◆ **GIVEN TEXT**
--------------------

Now, I'm neither a financial whizz nor a lawyer, so I do not know how this will affect/benefit the Euro and how it will affect/hurt London finance.
What caught my attention was the quote from an unnamed "Treasury spokesperson" who obviously did not engage his brain before devising the following statement/soundbite: the government [...] will not shy away from continuing legal action to make sure there is a level playing field across the EU for British businesses".
There is a level playing field.
It is called the Euro. How did you manage to miss that?
Fair enough, with the current Greek Tragedy it is perhaps a bit of a hard sell at the moment, but what validity to opt to be different and then complain because you are different?

--------------------

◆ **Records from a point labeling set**
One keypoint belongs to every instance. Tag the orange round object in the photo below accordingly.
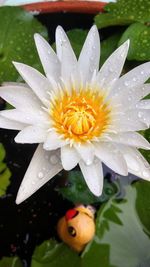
(78, 230)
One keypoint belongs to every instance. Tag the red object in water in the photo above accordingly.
(70, 214)
(89, 7)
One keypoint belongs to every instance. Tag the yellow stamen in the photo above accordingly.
(80, 116)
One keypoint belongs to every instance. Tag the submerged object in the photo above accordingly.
(77, 227)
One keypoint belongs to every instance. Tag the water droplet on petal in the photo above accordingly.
(126, 83)
(146, 174)
(140, 114)
(40, 175)
(46, 156)
(54, 159)
(88, 162)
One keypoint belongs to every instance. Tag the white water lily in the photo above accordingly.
(78, 114)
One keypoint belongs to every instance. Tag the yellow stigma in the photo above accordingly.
(80, 116)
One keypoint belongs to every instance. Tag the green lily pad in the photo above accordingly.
(10, 262)
(124, 12)
(5, 173)
(17, 28)
(77, 191)
(139, 35)
(121, 240)
(121, 231)
(53, 254)
(108, 46)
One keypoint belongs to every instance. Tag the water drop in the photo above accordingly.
(146, 174)
(88, 162)
(126, 83)
(140, 114)
(46, 156)
(54, 159)
(40, 175)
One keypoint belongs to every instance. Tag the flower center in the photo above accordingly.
(80, 116)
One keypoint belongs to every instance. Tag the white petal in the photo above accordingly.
(39, 84)
(61, 40)
(112, 68)
(27, 117)
(86, 151)
(111, 156)
(43, 166)
(130, 138)
(53, 141)
(93, 175)
(133, 78)
(144, 116)
(135, 162)
(128, 121)
(69, 64)
(69, 157)
(20, 97)
(129, 97)
(144, 104)
(48, 57)
(31, 135)
(89, 57)
(12, 125)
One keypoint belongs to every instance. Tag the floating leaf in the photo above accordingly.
(10, 262)
(77, 191)
(139, 35)
(108, 46)
(121, 237)
(17, 28)
(53, 254)
(5, 173)
(124, 12)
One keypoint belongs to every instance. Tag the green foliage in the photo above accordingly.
(120, 239)
(5, 173)
(78, 192)
(53, 254)
(17, 28)
(108, 46)
(10, 262)
(121, 234)
(139, 35)
(124, 12)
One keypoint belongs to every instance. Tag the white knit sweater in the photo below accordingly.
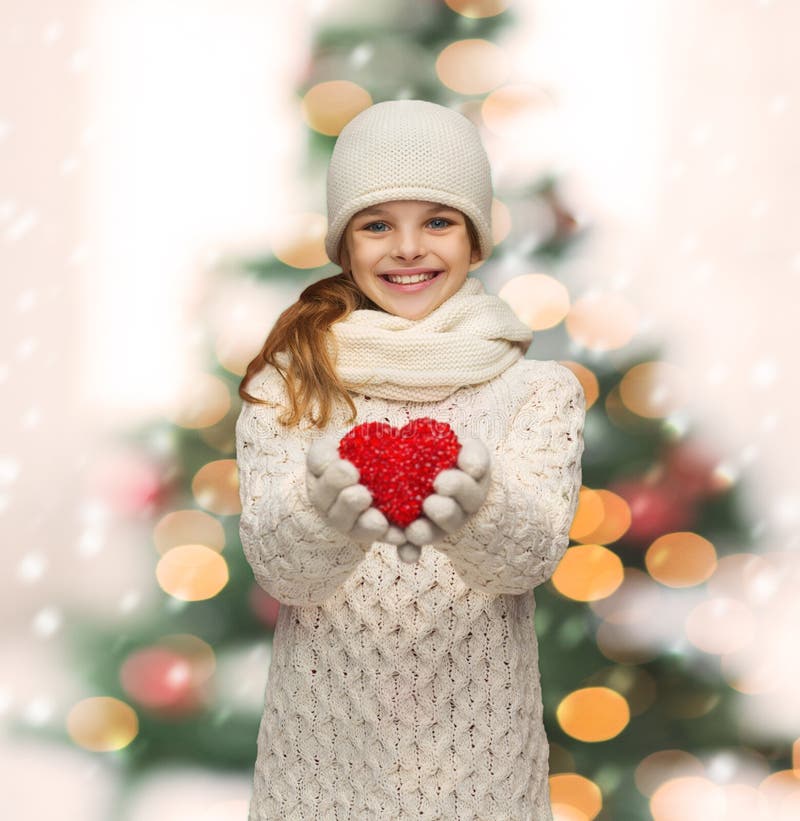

--------------------

◆ **REQUEST 1**
In the post about the Treasury spokesperson's statement, what does the writer say the level playing field is called?
◆ **REQUEST 2**
Continue the post about the Treasury spokesperson's statement, starting after its final sentence.

◆ **OUTPUT 1**
It is called the Euro.

◆ **OUTPUT 2**
[of course, this is some rather lacklustre reporting from the Beeb - there is no mention of why the ECB wishes to introduce such measures - for surely a fair amount of euro related business takes place outside of the euro zone? I'm thinking of the American and Asian markets...]
Money madness - II
You know what, Sarko and Merkel, if they are so adamant of the desire to keep the dream of the EU alive, should just (wo)man up and devise a wide-ranging large scale recovery operation for Greece. No more of this stupid "we'll throw some money at you if you agree to the latest round of what-we-scribbled-on-a-post-it-while-on-the-john-this-morning measures". This is going to be, what, the third load of cash going to Greece? With an "obey us or you don't get the readies" string attached? Is it not obvious that Greece has dug itself a rather large hole and needs help? Not dribs and drabs, but a total renovation.
If Sarkozy and Merkel are true leaders of the EU, they will go to the Greeks and say ... "This is our offer. It will be hard, it will be at times painful. But we will turn this country around. All we need is your hard work and your support.". Put that on the table, and see if Greece is interested in a proper recovery package.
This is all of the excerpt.